[Records in a dataset]
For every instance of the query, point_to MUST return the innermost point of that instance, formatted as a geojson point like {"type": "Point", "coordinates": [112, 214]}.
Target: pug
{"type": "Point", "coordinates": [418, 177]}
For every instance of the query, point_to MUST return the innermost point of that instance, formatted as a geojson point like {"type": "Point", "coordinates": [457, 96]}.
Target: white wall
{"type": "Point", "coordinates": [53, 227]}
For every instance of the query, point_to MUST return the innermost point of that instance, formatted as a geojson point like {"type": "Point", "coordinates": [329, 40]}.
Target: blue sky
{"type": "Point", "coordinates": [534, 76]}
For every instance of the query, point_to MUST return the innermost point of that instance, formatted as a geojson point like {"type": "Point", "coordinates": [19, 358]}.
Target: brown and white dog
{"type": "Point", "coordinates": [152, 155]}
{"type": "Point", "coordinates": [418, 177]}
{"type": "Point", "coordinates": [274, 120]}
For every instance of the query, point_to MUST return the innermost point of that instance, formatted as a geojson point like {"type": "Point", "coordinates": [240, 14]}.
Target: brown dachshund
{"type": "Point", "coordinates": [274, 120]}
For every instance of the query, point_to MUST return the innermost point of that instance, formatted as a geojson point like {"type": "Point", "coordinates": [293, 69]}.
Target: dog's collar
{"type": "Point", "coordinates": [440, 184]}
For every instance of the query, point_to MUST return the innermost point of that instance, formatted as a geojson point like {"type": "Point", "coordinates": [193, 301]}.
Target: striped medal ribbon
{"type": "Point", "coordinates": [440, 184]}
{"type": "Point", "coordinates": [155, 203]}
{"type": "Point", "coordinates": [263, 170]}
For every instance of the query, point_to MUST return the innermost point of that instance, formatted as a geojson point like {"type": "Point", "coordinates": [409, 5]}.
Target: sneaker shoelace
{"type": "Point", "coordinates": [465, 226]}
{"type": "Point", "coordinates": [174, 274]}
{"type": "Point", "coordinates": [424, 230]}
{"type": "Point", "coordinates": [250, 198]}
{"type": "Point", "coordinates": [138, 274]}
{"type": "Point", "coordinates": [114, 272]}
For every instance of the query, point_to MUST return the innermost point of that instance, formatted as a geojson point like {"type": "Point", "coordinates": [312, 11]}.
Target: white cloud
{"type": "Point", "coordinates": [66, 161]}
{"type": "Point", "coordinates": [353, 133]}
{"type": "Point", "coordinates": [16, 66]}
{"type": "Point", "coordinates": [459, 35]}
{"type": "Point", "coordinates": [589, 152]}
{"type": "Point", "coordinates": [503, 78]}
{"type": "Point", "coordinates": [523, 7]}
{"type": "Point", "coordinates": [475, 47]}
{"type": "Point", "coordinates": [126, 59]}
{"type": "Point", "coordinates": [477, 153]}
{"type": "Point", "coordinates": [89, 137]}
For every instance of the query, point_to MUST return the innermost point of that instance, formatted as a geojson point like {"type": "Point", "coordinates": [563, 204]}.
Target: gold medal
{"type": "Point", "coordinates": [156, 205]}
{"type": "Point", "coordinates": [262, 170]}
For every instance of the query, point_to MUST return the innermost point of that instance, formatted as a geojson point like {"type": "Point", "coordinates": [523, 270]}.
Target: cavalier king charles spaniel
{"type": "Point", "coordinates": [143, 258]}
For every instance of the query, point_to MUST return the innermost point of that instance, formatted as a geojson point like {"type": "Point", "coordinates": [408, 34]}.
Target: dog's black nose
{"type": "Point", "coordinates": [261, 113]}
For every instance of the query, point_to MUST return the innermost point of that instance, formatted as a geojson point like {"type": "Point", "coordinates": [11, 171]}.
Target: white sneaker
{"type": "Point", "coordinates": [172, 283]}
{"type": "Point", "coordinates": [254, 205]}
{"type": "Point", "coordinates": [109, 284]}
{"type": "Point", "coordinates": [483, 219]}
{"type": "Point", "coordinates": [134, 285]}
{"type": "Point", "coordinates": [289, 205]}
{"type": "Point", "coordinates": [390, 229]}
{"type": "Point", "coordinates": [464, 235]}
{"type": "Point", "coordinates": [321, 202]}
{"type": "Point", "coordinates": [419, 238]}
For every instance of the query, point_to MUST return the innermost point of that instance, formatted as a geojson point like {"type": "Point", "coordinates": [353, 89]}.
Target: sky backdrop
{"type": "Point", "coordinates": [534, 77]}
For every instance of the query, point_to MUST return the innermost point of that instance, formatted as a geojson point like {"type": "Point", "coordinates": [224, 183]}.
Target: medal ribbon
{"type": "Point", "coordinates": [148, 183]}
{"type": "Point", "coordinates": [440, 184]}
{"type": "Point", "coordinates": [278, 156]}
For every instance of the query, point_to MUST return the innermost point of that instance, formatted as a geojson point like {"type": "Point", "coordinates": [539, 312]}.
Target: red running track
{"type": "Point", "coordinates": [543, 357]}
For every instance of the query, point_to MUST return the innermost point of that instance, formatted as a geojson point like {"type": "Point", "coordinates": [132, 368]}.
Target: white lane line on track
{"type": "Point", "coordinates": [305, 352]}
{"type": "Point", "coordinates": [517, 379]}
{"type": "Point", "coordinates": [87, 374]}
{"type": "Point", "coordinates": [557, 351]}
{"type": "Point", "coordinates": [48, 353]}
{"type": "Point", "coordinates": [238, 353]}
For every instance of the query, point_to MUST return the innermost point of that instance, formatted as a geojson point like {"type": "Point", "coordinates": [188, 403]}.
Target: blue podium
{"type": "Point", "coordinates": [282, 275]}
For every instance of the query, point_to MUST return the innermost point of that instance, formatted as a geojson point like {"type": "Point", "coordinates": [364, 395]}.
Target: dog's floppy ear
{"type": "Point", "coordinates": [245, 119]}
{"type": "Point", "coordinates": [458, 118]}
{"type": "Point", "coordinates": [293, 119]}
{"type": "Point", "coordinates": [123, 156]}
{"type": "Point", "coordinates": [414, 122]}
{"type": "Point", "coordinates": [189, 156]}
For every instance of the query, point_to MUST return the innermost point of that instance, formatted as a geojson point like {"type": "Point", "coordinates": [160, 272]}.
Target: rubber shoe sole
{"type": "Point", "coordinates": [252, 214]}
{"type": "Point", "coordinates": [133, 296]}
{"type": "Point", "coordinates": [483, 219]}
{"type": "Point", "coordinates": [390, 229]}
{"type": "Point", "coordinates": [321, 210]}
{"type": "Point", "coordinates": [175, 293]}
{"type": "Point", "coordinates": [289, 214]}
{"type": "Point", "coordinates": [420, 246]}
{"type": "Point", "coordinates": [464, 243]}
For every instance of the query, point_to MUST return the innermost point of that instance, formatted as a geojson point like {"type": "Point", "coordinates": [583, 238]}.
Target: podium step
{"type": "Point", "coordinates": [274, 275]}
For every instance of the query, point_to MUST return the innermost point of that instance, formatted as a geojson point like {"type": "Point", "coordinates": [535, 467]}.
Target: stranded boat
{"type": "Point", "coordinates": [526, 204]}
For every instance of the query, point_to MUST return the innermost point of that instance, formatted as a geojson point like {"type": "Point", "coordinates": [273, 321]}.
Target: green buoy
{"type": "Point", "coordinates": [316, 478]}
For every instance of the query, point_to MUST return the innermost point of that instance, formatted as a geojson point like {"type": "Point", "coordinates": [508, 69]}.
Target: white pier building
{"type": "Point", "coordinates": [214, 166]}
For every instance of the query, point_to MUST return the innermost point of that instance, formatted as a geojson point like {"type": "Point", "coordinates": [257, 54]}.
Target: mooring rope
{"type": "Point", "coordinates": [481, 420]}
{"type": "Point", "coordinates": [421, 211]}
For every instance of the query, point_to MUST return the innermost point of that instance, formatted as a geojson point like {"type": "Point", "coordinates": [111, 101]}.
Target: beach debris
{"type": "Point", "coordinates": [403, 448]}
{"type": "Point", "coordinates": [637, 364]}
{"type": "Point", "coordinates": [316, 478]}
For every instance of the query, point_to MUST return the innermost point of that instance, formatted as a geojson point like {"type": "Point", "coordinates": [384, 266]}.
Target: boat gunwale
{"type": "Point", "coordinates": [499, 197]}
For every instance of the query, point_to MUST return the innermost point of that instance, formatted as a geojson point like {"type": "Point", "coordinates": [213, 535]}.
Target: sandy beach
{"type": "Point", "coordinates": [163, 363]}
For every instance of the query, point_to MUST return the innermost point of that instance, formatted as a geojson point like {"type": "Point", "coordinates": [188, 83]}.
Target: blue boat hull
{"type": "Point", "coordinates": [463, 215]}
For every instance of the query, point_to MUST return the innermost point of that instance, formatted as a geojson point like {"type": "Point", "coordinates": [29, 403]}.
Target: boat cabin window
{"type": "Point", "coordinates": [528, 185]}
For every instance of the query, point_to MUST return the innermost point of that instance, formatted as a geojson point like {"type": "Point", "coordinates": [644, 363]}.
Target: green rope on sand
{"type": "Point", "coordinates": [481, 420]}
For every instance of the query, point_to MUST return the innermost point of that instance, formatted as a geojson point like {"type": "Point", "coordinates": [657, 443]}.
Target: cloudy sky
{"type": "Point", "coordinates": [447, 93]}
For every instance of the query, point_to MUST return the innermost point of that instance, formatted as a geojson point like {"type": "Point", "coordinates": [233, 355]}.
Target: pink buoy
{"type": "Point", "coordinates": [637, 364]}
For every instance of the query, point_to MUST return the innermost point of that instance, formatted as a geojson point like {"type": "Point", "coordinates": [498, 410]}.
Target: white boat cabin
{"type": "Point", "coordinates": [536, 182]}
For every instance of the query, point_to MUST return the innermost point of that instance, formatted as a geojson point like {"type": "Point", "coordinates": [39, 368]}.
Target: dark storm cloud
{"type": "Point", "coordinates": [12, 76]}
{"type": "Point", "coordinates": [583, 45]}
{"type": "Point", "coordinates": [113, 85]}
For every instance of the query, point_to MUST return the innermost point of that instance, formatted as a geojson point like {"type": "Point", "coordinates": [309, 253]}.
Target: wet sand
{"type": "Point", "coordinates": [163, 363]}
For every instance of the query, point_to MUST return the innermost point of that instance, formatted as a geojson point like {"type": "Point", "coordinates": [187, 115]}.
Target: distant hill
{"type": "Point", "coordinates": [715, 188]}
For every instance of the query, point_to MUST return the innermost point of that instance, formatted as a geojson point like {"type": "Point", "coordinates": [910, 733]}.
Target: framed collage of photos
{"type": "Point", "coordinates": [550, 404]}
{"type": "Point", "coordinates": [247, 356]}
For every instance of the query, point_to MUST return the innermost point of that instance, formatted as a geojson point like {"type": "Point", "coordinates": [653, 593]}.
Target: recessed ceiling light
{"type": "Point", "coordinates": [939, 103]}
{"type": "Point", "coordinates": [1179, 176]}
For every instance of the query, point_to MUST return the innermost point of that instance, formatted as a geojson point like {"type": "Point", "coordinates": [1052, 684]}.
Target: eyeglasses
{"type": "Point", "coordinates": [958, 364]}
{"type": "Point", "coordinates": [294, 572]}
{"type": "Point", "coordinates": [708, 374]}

> [Problem requirements] How many lines in the records contain the word "green", counting only matches with the same letter case? Reply with the number alone.

> [The solution] 2